-- TEXTE DU DOCUMENT --
○ ○ ○ ○ ○

A la veille du début de l’US Open, il se murmurait dans les travées que Bernard Giudicelli ferait son apparition en deuxième semaine du tournoi. On ignore si le président de la Fédération française de tennis (FFT) a annulé son vol à la dernière minute vu la déconfiture de ses ouailles en simple, toutes hors course depuis samedi 1er septembre.

Mais on ne voit pas très bien comment lui, le chantre de la « culture de la gagne » – qu’il entend réinsuffler depuis son élection grâce au projet fédéral « Agir et gagner » – va pouvoir esquiver la remise en question et s’épargner des nœuds au cerveau dans les prochains jours.

Si l’insomnie le guette, au lieu de compter les moutons, il pourra toujours passer en revue toutes les performances des joueurs français en Grands Chelems depuis 1980.

Cette année-là, aucun d’entre eux ne s’était qualifié pour les quarts de finale des tournois du Grand Chelem, à Melbourne, Roland-Garros, Wimbledon et l’US Open. Trente-huit ans après, même fiasco. Le tennis français est K.O. debout.

Même s’il reste trois mois à jouer, le marasme se prolonge depuis le début de la saison. Sur les onze premiers gros tournois de l’année (Masters 1 000 inclus), les Français ont calé trois fois dès le 2e tour et autant au 3e, quatre fois en huitièmes, pour un maigre quart de finale (Gasquet à Monte-Carlo).

Fuite en avant et poisse du tirage

Au moment d’essayer de fournir un début d’explication samedi soir, Lucas Pouille (éliminé par le Portugais Joao Sousa) a opté pour la fuite en avant : « Je l’attribue à quoi ? Là maintenant, avec beaucoup de frustration, je ne vais pas répondre car je dirais beaucoup de conneries. Il sera temps de faire un point à la fin de la saison. »

Le numéro un français (17e mondial) n’a plus répondu présent dans les grands rendez-vous depuis ses deux quarts de finale coup sur coup à l’été 2016, à Londres et New York. Depuis quelques mois, les défaites prématurées se répètent tournoi après tournoi et sa place dans le Top 20 n’en paraît que plus menacée.

○ ○ ○ ○ ○

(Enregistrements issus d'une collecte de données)

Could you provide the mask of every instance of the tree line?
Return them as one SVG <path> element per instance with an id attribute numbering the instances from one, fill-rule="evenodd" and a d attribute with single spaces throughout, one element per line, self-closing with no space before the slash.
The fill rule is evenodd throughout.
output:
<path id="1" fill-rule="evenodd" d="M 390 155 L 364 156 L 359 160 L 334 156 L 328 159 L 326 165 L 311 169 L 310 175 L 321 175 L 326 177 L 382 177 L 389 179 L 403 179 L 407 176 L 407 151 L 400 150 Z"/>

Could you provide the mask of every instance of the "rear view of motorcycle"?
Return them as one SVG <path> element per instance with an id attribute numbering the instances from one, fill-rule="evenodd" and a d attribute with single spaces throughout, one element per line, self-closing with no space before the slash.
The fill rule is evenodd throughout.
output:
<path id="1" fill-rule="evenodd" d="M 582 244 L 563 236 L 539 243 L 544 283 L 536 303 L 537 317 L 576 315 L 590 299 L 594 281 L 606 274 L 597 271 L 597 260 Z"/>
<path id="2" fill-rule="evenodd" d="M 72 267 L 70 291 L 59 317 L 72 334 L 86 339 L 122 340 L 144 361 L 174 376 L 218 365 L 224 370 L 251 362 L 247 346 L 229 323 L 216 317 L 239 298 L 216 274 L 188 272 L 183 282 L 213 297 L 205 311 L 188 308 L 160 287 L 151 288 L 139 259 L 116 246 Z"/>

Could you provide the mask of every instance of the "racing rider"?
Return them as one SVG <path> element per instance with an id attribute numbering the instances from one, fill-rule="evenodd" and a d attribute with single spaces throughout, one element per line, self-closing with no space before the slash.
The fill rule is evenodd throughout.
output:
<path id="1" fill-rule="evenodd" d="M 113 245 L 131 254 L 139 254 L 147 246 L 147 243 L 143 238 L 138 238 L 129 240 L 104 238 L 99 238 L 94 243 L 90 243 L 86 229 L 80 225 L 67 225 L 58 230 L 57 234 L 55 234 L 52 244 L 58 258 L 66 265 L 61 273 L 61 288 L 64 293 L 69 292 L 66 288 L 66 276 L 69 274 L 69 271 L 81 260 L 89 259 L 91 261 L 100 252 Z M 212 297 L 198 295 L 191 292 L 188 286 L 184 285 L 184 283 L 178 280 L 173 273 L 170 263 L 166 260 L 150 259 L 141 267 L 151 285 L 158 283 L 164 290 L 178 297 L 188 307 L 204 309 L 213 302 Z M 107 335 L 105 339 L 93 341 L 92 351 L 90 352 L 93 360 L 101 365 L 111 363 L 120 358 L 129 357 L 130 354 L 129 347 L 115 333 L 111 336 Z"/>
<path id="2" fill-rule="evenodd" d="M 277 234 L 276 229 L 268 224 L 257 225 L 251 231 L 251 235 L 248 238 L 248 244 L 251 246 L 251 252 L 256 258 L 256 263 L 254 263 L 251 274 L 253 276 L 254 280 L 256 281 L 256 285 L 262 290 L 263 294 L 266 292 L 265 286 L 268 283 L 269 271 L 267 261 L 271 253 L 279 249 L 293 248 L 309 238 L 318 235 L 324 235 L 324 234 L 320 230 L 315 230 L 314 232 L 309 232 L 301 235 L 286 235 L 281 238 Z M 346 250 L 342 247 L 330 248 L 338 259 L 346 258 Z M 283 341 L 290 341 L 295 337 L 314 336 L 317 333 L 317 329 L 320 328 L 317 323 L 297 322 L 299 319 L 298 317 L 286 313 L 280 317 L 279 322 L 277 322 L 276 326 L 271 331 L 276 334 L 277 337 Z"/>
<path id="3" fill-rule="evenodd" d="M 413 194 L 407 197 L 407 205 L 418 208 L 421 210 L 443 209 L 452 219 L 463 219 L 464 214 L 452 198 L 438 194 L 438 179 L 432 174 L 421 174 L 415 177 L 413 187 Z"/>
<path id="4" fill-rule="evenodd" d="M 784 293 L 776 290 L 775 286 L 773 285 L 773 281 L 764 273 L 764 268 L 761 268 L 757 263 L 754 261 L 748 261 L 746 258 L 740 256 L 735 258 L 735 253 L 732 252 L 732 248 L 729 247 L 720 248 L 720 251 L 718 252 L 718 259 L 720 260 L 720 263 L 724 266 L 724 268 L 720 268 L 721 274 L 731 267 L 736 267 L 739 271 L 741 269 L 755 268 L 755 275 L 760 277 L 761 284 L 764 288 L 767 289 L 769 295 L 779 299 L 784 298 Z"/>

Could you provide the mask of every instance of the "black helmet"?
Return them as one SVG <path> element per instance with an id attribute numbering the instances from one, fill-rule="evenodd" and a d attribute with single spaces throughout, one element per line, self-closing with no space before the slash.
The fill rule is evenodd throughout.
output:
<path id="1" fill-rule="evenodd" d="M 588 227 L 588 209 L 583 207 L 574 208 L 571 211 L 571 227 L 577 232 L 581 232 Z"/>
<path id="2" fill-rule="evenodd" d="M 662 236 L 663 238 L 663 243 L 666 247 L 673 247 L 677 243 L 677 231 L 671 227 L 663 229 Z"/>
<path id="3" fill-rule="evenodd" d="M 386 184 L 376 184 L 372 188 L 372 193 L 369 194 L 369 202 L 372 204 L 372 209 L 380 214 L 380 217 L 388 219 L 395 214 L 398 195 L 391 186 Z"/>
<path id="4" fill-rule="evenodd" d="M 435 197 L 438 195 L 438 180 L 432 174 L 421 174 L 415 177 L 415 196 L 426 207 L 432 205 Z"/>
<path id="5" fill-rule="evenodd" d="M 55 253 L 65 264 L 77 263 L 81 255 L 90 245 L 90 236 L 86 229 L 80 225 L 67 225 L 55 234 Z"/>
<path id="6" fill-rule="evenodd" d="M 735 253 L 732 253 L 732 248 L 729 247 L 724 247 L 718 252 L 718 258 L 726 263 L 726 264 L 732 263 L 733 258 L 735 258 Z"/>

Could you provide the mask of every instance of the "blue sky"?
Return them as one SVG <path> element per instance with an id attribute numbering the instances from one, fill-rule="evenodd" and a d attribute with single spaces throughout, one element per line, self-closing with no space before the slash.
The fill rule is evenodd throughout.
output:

○ ○ ○ ○ ○

-- EXERCICES --
A: Recopiez tout l'article sur le tennis français depuis « Le numéro un » jusqu'à « que plus menacée. », en changeant « Londres » pour « Paris ».
B: Quels tournois du Grand Chelem l'article sur le tennis français nomme-t-il ?
C: Poursuivez l'article sur le tennis français à partir de sa dernière phrase.
Les lignes n'ont aucun rôle dans ce travail.

-- RÉPONSES PAR EXERCICE --
A:
Le numéro un français (17e mondial) n’a plus répondu présent dans les grands rendez-vous depuis ses deux quarts de finale coup sur coup à l’été 2016, à Paris et New York. Depuis quelques mois, les défaites prématurées se répètent tournoi après tournoi et sa place dans le Top 20 n’en paraît que plus menacée.

B: Melbourne, Roland-Garros, Wimbledon et l'US Open.

C:
Chez Richard Gasquet et Caroline Garcia, qui ont buté respectivement sur Novak Djokovic et l’Espagnole Carla Suarez Navarro au 3e tour à New York, on invoque d’abord la faute à pas de chance : « Peut-être que contre Gaël [Monfils, à Wimbledon], j’aurais pu mieux faire. Mais sinon, j’ai eu Federer [en Australie], Nadal [à Roland-Garros] et Djokovic ici, au troisième tour à chaque fois. Donc bon, voilà », se justifie le Biterrois, dont la chevelure peroxydée aura été la seule audace sur le terrain ces dernières semaines.

La numéro un française se défend, elle aussi, d’avoir hérité d’« un tirage un peu plus difficile que l’année dernière ». Depuis sa formidable fin de saison 2017, elle ne cache pas avoir du mal à assumer les espoirs placés en elle-même si, paradoxalement, elle atteint le meilleur classement de sa carrière (elle s’est hissée à la 5e place il y a deux semaines).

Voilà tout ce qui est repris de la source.